>> begin

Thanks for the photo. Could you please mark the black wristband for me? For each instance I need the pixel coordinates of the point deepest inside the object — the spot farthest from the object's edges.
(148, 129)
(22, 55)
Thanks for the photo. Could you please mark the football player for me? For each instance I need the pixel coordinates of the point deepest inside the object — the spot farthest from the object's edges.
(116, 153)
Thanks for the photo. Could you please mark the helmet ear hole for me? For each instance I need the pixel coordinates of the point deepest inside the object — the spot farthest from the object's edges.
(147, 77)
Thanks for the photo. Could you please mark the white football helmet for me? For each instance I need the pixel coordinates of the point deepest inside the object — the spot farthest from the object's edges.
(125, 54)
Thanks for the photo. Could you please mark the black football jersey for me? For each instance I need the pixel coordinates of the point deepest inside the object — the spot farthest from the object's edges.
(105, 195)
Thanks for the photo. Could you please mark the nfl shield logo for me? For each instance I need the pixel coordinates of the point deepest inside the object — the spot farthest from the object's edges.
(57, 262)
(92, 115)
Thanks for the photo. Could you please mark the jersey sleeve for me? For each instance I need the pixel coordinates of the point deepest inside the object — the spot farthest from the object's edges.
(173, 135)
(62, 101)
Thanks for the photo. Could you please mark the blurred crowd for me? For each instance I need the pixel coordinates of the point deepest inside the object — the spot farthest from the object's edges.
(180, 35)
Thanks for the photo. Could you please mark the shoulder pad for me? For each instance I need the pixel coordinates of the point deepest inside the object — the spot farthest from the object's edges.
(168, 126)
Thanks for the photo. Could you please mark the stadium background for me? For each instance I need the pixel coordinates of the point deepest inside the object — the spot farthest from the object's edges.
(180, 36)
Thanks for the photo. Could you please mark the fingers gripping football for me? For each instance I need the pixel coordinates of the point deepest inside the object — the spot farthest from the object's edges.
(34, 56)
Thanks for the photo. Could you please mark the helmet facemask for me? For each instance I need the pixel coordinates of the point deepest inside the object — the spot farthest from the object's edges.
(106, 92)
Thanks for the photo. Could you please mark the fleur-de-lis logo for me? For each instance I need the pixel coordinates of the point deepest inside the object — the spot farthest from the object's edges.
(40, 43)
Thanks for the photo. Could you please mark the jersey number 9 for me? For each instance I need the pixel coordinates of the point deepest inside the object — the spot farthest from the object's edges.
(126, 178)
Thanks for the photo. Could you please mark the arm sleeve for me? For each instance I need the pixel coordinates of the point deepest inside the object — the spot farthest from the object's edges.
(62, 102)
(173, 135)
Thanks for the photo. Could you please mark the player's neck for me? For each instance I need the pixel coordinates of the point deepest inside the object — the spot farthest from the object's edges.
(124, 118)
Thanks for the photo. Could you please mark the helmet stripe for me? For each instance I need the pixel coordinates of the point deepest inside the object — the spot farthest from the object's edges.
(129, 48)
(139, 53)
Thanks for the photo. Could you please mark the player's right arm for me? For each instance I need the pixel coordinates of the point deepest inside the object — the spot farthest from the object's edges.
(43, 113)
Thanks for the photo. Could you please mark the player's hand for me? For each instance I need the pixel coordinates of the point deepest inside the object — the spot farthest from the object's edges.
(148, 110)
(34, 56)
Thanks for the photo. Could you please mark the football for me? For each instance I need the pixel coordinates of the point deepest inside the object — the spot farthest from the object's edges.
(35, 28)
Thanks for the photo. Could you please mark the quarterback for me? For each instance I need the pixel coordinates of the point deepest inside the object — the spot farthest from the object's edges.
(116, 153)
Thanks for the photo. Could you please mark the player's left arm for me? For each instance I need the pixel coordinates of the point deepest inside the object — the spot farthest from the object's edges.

>> end

*YOUR TASK:*
Write out all the lines again, exactly as they are.

*FINISHED EXERCISE:*
Thanks for the photo. Could you please mark the black wristband for me? For each instance I need the pixel coordinates of the point deepest inside the object — the spot farthest from the object's edges.
(148, 129)
(22, 55)
Thanks for the photo. Could you please mark the football player for me? For each instance I need the pixel coordinates of the point deepest inside the object — the spot farthest from the object's edges.
(116, 153)
Thanks for the photo. Could you please mark the helmet ear hole for me? For each instance I need the pixel coordinates of the point deepest inside the object — the spot farthest from the object's edges.
(147, 77)
Thanks for the photo. Could you please mark the white football helmet for me? For each instance I need the pixel coordinates of the point deepest inside the object — the spot farthest from the object's edges.
(125, 54)
Thanks for the photo. Could you please mark the black football jersey for me? For each instance I need the pixel coordinates of the point deepest inside the object — the spot farthest from the object's edges.
(105, 195)
Thanks for the photo. Could you please mark the nfl shield logo for me? For each instance I need the pixel coordinates of the point deepest inside the object — the spot farthest from the object's edges.
(57, 262)
(92, 115)
Thanks for the photo. Could you please mark the jersey sleeve for me? For each instance I need the pixel coordinates of the point deepest inside the object — the spot farthest from the object's edges.
(173, 135)
(62, 101)
Thanks for the photo. Could you please mark the blurred crowd for me? For each instance I need the pixel coordinates of the point deepest inside the object — the spot farthest from the object's edges.
(180, 35)
Thanks for the photo. Could you please mark the shoulder pad for me? For each instance I need the pixel coordinates of the point deepest inside the object — the spot farthest from the object's edges.
(168, 126)
Thanks for the photo. Could you please mark the stadium background for me? For each instance I need the pixel coordinates of the point deepest inside the object — the spot farthest from the object's edges.
(180, 36)
Thanks for the photo. Could you please mark the fingers gripping football for me? For each instance I need the pixel coordinates of the point deepest inside the object — the spot farthest from the object's edges.
(34, 56)
Thanks for the photo. Could you please mark the helmet facemask for me? For each instance I need the pixel coordinates of the point deepest inside the object — the spot farthest from the object's edges.
(106, 92)
Thanks for the photo. Could you please mark the fleur-de-lis logo for me? For each instance I need the pixel coordinates of the point deepest inside the object — the spot farthest from the object's edges.
(40, 43)
Thanks for the photo. Could you please mark the jersey number 9 for me? For each instance I need the pixel coordinates of the point deepest inside the object — the spot farthest from the object's edges.
(126, 178)
Thanks for the photo. Could you please mark the arm sleeve for me? For each instance I need the pixel coordinates of the point deepest inside the object — the spot farthest from the object's edges.
(62, 102)
(173, 135)
Thanks for the photo. Could you please mark the player's neck for me? For each instance I need the pixel coordinates of the point deepest inside the object — the spot farthest from the object's edges.
(124, 118)
Thanks for the photo. Could you please mark the helmet stripe for me? For each instance I need the pixel coordinates of the point deepest inside the object — the spot farthest from the object's edges.
(129, 48)
(139, 53)
Thanks for the photo. Could you please mark the player's right arm for me? For each instance I need the pixel coordinates of the point deepest inside the object — the spot farthest from the object's edges.
(43, 113)
Thanks for the photo. Could you please mark the player's hand for me? For each instance I need the pixel coordinates of the point deepest inside the object — the spot farthest from the object's edges.
(148, 110)
(34, 56)
Thanks for the photo. Could you please mark the football for me? For each instance I need the pixel coordinates of the point deepest inside the object — the spot farthest from the object's edges.
(35, 28)
Thanks for the photo. Could you please mark the quarterback for me? For each instance I need the pixel coordinates of the point deepest inside the object — the spot farthest from the object's edges.
(116, 153)
Thanks for the photo. Could you please mark the player's left arm for me? For each instance I need the pixel coordinates of the point deepest inside the object — the spot farthest from the object's edges.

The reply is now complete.